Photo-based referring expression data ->
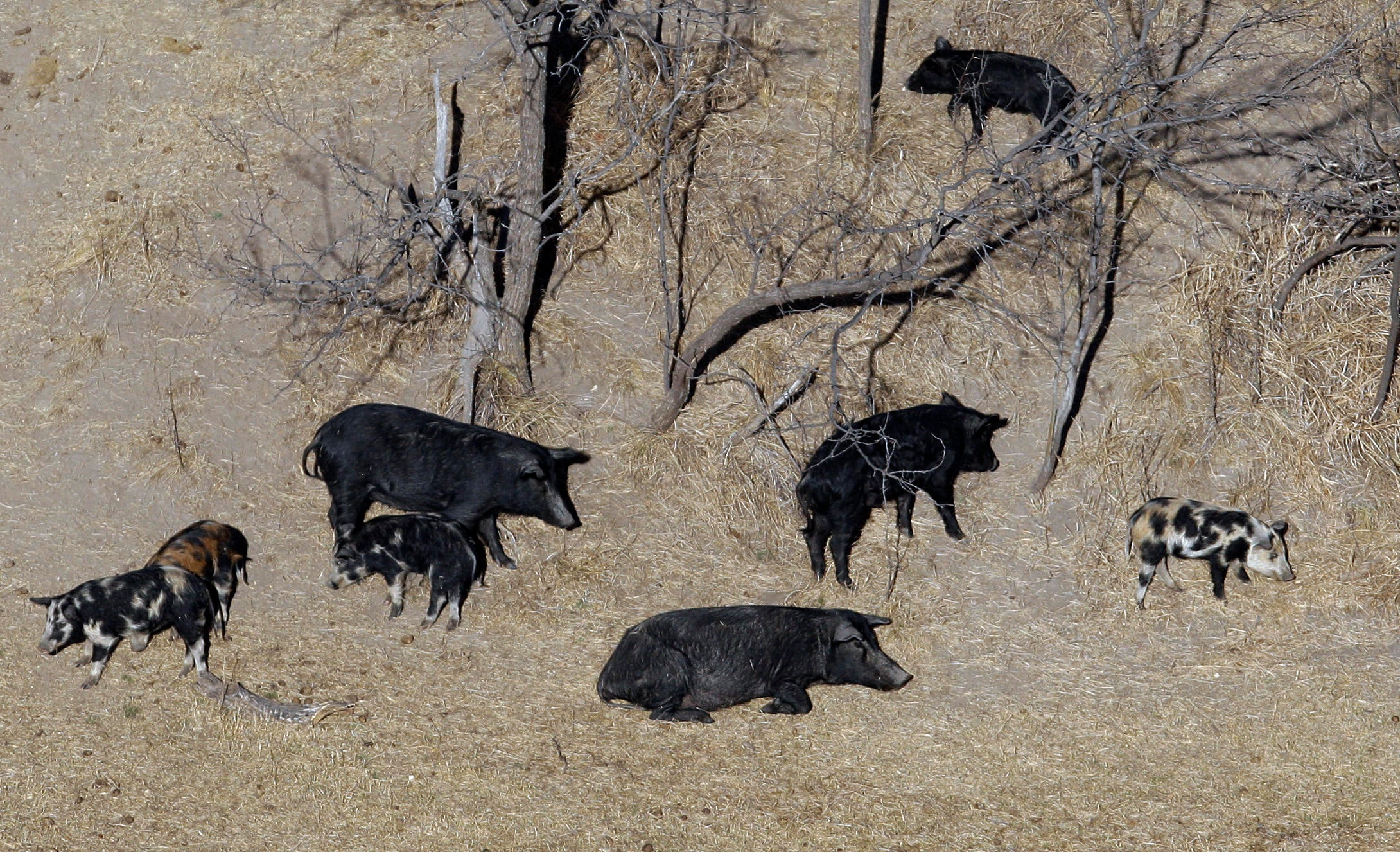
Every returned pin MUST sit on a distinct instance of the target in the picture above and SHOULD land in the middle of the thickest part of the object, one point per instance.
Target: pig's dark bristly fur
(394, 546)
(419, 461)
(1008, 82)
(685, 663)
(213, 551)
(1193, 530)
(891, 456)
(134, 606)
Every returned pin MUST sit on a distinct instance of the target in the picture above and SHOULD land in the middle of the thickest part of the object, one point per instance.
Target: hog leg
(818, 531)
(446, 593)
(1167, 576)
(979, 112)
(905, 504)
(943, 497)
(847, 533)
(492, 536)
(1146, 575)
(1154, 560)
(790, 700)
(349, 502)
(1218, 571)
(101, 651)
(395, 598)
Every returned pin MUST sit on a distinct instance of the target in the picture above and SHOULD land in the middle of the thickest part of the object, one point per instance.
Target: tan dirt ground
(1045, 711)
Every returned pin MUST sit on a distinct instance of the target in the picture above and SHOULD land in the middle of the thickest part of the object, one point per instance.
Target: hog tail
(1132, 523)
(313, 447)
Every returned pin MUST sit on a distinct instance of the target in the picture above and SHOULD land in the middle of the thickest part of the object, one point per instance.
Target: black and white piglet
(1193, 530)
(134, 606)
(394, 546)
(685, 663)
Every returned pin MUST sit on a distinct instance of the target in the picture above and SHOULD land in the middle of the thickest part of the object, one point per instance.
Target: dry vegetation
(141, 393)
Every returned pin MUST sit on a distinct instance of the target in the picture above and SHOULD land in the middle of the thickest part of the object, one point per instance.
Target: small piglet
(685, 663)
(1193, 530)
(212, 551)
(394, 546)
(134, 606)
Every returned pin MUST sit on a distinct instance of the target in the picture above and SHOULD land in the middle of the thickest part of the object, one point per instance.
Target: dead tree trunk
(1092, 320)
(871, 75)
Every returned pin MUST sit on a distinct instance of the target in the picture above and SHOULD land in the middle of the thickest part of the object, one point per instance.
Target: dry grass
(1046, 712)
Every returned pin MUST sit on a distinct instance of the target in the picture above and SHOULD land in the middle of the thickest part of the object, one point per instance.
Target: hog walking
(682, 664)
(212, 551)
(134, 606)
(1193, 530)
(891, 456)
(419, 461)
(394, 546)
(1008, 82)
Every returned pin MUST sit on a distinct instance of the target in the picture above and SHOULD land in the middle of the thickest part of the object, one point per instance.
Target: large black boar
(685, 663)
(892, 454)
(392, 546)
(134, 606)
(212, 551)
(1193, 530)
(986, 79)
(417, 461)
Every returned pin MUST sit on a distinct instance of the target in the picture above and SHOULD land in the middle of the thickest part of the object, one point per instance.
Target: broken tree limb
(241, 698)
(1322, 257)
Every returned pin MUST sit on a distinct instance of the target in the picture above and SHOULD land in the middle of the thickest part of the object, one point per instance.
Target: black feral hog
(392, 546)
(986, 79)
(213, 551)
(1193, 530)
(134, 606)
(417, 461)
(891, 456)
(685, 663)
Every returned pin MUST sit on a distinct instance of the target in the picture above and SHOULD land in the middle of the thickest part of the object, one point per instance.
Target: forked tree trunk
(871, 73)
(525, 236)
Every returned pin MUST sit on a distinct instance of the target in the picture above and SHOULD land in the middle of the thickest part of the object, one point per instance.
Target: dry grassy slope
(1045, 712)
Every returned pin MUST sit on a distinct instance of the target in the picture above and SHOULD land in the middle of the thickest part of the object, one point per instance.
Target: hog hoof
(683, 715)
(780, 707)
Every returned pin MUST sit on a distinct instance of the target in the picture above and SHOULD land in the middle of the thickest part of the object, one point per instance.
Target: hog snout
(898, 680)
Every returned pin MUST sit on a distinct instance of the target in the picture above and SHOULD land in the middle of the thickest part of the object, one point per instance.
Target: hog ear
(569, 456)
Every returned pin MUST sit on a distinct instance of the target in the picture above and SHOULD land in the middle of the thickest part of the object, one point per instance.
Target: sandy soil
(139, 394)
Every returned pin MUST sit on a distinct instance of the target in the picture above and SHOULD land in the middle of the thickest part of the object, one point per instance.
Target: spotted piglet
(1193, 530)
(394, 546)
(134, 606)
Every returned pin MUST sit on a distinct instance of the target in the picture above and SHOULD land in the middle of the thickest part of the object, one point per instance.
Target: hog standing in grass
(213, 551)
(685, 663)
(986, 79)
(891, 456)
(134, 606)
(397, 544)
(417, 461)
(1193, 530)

Exercise goal -> The task calls for repeating each line above exactly while excluding the pictures.

Problem solution ->
Every returned pin MUST sit on a distinct instance of the target in the picture above and SHOULD land in the middle of the thickest part of the object, one point per instance.
Target: pig's dark bristly fur
(394, 546)
(419, 461)
(1008, 82)
(685, 663)
(213, 551)
(1193, 530)
(891, 456)
(134, 606)
Every returned pin MUST sit on a distinct instance of the target in the picture above and SHOULD land in the middle of the thickest part of the object, one point per instance.
Target: hog leg
(818, 531)
(446, 593)
(1167, 576)
(979, 112)
(905, 504)
(943, 497)
(847, 533)
(492, 536)
(1146, 575)
(1154, 560)
(790, 700)
(349, 502)
(1218, 571)
(101, 651)
(395, 598)
Every returned pin MUST sit on a distinct instance of the target in the picture above and SHOULD land in the middle of the thickest part of the object, one point per instance.
Target: tan dirt ground
(1045, 711)
Every returned pin MUST sit on a distinct instance of the target in the picture above and SHOULD land in the middle of the thickest part of the object, one point per instance.
Target: hog tail
(1132, 523)
(313, 447)
Every returned pin MUST sit on a distinct instance of the target in the picture above and SHOULD land in the middle of the thickest part of the object, one point per instance.
Target: black and white piglet
(1193, 530)
(134, 606)
(394, 546)
(685, 663)
Every returned pin MUST sit on a distinct instance of the target in the picture above and SHOULD land in the middle of the thickest part of the object, one point per instance.
Target: dry vegetation
(141, 393)
Every returned pin MUST sit on a distinct instance of the target in the picture above and SHOULD land in the middle of the thickest part of the object, one point per instance.
Target: small piglet
(685, 663)
(1193, 530)
(212, 551)
(394, 546)
(134, 606)
Every returned pin MUST sit on a distinct instance of the target in the picture above and SHOULD land in the middle of the thickest part of the object, one point per instance.
Target: dead tree trunk
(1092, 320)
(871, 75)
Every returned pin MUST sit on a distinct instance of the target in the picture above and SHOULD land in the middle of the thickest part of the object, one point per instance.
Target: dry grass
(1046, 712)
Every returned pin MUST sit on a distinct instance of the target in the picture above and SHOULD land in the middle of the thickest part of the object, one point per instance.
Target: hog walking
(682, 664)
(212, 551)
(134, 606)
(1193, 530)
(891, 456)
(419, 461)
(394, 546)
(1008, 82)
Every returned pin MUST sit on a distinct instance of the target in the picture above and SHOULD land in the middle of the thickest part of the object, one point per instance.
Target: large black boar
(685, 663)
(892, 454)
(392, 546)
(134, 606)
(212, 551)
(1193, 530)
(986, 79)
(417, 461)
Every returned pin MUST sit on a distinct instance of the target in the picture above and SHOULD land in the middle of the thickest part of the object, one point per instance.
Target: broken tree limb
(241, 698)
(1322, 257)
Every returned pin MUST sit on a distinct instance of the target in the picture above and SHOULD land in the middle of the thickest part of the object, one point per instance.
Target: black feral hog
(392, 546)
(986, 79)
(213, 551)
(1193, 530)
(134, 606)
(417, 461)
(891, 456)
(685, 663)
Every returned pin MUST sit on a distinct instance of the target in the picture above and SHOULD land in the middle of the thickest part of the object, one point per instance.
Target: forked tree trunk
(871, 73)
(525, 236)
Every returned pin MUST sit on a distinct instance of the target in the picture above and SHOULD land in the middle of the thickest part of the object, one point per instance.
Target: dry grassy slope
(1045, 712)
Every returned pin MUST sit on a distinct instance of the target in the picture above and SHOULD land in the middle of the thickest part of the object, one point per instance.
Target: hog hoof
(683, 715)
(780, 707)
Every returned pin MUST sit on a distinct instance of the target in the picture above and SHOULD land in the middle of the thickest part of the object, one point per instance.
Target: hog snout
(898, 680)
Every returned pin MUST sit on a distinct instance of the target in the picture above and SHOULD land in the middle of the thickest part of the object, one point per instance.
Target: hog ear
(569, 456)
Every returned pin MUST sit on a distinct instance of the target in the picture above and SHOULD land in the middle of the thickest part of the object, one point per instance.
Target: sandy soil
(139, 394)
Every returned pin MUST sit on a distinct instance of the target in the picture above and SHOULD land in the middle of the thickest part of the object, one point per instance.
Target: spotted piglet
(1193, 530)
(394, 546)
(134, 606)
Every returned pin MUST sit on a distinct instance of the target in the picture above and SHOULD land in the middle of the thickest part of the object, one point per instance.
Target: hog standing in grass
(213, 551)
(685, 663)
(986, 79)
(891, 456)
(134, 606)
(397, 544)
(417, 461)
(1193, 530)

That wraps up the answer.